Find each line in the entries below that has the word "dark" in it, and copy those lines out. Capital and small letters must match.
-------- Raw records --------
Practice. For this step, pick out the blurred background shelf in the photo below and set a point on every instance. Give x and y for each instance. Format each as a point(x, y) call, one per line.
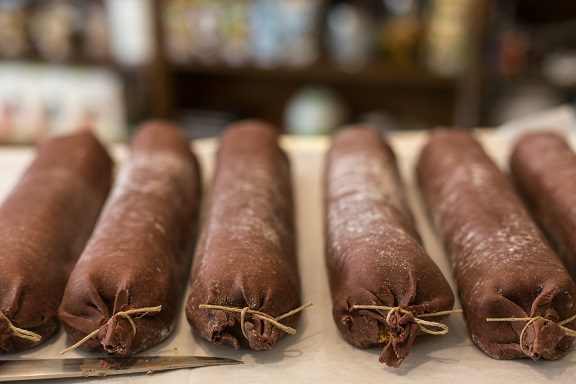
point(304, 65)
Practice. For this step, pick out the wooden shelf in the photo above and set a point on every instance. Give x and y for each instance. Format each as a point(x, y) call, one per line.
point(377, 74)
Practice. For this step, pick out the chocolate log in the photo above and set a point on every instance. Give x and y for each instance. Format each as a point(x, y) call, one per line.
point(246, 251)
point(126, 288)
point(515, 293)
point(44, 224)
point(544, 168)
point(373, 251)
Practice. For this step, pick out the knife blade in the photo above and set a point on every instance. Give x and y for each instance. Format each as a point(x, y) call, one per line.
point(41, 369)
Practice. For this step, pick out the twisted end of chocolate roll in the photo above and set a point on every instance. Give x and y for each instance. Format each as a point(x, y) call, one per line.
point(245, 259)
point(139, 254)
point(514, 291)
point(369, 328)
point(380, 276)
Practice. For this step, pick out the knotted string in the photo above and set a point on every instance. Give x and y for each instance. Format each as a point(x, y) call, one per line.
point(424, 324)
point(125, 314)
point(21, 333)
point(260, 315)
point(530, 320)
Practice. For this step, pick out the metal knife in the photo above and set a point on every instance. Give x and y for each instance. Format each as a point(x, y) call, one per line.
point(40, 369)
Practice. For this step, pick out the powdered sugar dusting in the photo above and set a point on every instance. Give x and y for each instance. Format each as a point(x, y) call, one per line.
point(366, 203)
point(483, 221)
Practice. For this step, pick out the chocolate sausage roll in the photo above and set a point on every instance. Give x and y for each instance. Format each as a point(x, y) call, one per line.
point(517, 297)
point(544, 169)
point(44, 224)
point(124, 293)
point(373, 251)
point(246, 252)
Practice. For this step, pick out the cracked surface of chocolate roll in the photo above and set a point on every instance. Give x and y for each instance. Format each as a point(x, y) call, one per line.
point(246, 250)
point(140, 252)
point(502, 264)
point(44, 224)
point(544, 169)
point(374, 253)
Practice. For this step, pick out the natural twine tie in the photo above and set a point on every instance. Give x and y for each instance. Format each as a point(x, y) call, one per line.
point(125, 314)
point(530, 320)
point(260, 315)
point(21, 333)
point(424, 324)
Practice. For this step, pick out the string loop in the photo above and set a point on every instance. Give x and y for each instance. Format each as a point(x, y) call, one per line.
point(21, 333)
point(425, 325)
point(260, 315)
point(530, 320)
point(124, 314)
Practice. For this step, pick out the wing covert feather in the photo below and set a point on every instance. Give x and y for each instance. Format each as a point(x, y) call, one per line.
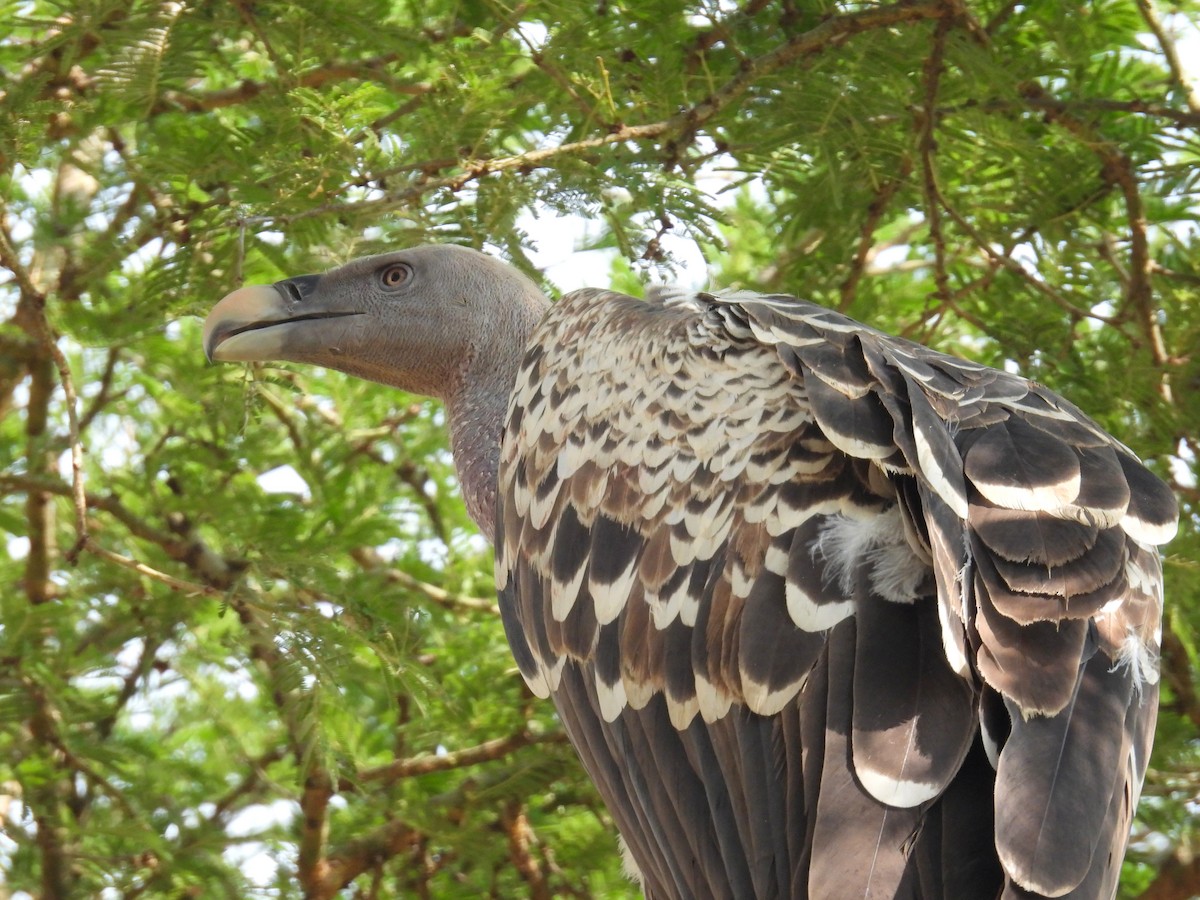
--------
-------- Raw records --------
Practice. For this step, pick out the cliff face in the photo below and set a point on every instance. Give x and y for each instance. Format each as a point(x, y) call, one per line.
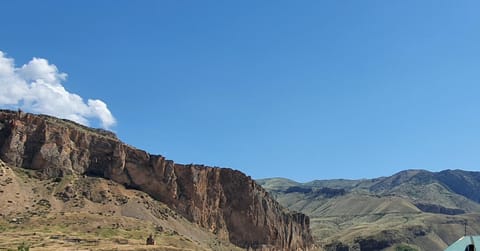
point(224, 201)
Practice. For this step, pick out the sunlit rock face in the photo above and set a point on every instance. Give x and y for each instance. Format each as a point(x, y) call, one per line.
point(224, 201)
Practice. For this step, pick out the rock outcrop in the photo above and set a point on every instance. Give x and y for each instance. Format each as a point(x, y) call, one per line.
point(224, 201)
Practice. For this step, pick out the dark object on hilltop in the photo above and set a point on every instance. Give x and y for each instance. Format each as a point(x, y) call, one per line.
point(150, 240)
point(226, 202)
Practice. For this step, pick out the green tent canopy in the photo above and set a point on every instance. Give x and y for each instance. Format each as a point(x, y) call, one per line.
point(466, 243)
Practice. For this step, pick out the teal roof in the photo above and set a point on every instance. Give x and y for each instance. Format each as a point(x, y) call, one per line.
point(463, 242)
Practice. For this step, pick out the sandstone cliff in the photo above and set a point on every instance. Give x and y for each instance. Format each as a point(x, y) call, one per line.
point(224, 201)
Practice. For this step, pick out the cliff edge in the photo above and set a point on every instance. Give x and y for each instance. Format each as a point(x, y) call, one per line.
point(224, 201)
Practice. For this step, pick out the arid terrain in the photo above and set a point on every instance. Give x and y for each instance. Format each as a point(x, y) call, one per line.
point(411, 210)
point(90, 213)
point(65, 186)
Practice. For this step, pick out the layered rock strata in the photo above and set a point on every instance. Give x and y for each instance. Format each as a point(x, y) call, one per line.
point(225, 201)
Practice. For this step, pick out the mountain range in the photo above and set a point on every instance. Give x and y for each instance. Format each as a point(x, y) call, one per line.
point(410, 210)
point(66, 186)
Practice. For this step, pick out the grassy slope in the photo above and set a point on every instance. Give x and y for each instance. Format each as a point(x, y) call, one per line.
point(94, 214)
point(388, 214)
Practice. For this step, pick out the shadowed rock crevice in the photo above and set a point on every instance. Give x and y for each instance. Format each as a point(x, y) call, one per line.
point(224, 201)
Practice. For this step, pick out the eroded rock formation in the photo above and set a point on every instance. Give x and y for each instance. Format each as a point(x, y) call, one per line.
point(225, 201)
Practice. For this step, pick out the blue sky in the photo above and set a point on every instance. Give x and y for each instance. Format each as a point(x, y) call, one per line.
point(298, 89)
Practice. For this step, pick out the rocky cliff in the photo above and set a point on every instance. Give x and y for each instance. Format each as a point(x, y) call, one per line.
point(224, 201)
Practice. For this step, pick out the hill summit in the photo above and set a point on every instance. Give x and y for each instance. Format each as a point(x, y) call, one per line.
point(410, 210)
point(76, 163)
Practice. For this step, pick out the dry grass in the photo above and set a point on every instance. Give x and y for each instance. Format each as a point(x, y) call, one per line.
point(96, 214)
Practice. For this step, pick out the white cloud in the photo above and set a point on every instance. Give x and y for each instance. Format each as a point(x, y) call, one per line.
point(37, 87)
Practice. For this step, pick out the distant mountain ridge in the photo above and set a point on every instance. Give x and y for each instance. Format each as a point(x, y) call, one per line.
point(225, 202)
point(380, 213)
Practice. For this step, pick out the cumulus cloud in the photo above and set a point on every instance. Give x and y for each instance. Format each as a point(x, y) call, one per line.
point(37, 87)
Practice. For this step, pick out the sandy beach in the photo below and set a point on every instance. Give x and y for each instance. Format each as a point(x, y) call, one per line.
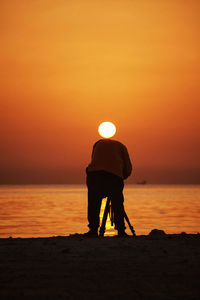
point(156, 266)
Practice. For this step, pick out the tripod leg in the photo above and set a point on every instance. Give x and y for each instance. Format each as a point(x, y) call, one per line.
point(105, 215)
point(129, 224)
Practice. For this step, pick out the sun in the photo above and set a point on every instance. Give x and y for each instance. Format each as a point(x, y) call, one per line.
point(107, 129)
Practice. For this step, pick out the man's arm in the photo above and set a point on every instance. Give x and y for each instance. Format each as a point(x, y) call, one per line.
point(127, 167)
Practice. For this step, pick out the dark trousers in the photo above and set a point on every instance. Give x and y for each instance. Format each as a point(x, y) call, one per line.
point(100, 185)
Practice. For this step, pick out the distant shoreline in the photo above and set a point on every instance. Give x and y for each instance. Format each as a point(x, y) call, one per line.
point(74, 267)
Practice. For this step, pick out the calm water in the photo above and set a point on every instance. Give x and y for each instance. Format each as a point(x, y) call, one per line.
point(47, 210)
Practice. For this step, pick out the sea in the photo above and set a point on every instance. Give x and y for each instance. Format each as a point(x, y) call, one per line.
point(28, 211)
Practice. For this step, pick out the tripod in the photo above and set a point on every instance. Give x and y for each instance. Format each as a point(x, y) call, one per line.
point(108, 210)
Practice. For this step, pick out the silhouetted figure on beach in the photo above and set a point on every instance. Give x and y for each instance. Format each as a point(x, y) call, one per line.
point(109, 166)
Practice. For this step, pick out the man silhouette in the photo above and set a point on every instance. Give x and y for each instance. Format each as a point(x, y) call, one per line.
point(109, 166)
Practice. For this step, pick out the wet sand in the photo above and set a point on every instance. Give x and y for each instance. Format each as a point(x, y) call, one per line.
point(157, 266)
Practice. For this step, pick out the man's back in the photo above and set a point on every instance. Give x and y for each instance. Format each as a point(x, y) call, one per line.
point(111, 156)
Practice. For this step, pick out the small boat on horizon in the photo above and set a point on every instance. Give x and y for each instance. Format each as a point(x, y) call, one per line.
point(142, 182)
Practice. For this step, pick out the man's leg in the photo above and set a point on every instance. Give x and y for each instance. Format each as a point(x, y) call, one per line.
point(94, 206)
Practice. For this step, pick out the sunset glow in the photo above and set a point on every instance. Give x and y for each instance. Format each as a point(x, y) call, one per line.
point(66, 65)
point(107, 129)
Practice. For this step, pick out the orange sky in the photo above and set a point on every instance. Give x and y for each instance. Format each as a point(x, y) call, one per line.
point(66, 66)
--------
-------- Raw records --------
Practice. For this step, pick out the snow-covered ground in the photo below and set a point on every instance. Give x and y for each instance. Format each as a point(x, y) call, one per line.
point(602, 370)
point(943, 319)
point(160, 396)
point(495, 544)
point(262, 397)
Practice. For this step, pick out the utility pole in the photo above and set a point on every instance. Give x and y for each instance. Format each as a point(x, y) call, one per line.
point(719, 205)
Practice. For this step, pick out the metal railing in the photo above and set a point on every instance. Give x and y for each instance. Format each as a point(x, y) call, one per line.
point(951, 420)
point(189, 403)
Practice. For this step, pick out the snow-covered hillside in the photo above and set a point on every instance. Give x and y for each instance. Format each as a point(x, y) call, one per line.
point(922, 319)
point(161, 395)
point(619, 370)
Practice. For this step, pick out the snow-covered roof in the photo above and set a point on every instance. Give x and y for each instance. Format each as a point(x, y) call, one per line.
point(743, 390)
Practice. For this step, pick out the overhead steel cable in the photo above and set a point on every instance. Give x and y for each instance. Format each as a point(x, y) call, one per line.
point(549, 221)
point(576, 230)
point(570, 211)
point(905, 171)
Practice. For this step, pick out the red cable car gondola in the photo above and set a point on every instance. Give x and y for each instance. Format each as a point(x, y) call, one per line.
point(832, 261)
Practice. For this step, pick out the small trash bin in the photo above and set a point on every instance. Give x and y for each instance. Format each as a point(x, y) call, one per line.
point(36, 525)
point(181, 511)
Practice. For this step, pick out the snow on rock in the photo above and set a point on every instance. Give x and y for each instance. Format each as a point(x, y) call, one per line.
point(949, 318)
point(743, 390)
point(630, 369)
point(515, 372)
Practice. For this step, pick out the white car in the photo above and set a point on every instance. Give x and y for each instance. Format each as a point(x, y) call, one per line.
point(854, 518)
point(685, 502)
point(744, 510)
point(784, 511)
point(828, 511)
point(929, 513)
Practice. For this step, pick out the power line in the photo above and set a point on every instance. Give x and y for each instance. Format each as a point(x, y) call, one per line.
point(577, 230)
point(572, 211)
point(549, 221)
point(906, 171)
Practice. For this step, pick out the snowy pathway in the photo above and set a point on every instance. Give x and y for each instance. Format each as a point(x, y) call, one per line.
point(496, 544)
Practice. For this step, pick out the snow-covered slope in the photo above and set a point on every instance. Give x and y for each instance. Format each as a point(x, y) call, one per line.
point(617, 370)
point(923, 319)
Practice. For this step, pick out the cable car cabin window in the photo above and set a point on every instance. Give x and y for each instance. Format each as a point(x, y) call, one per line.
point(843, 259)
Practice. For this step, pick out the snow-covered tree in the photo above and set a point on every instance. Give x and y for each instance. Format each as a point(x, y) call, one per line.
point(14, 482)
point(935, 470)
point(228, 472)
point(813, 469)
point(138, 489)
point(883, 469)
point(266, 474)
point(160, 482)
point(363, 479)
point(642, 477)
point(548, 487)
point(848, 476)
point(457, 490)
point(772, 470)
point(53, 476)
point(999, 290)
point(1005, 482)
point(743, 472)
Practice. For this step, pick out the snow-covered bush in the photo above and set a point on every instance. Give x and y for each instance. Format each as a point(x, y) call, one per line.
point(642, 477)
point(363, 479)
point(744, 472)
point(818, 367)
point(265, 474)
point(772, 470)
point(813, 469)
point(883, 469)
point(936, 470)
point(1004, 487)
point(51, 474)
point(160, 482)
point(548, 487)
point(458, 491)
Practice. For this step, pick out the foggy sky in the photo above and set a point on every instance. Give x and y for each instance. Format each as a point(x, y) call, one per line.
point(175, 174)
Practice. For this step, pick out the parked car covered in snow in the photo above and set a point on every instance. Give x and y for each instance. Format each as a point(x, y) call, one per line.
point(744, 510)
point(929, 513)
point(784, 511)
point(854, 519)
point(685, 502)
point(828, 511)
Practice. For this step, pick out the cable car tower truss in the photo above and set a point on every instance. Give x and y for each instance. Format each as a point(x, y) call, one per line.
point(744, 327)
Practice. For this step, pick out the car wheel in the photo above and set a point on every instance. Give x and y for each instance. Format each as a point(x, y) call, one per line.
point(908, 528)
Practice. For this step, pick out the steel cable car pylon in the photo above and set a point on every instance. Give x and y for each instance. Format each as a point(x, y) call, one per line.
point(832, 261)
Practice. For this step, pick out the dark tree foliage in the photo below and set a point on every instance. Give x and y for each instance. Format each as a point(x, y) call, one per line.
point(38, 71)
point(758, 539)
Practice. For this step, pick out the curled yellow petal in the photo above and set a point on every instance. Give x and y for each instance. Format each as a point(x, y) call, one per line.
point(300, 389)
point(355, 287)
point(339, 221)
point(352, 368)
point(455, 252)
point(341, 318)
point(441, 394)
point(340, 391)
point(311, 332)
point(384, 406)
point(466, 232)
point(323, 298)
--------
### Exercise result
Practice. For this step, pick out the dark object on hilltop in the photo above and set a point on every instance. Give x and y for each instance. Format each as a point(x, y) call, one per line.
Practice. For this step, pick out the dark trousers in the photo above and set a point on every instance. Give x and y for each instance. Format each as a point(x, y) call, one per line.
Practice. For this step, pick out the dark tree foliage in the photo below and set a point on every instance. Give x and y for each instance. Format each as a point(x, y) call, one per line.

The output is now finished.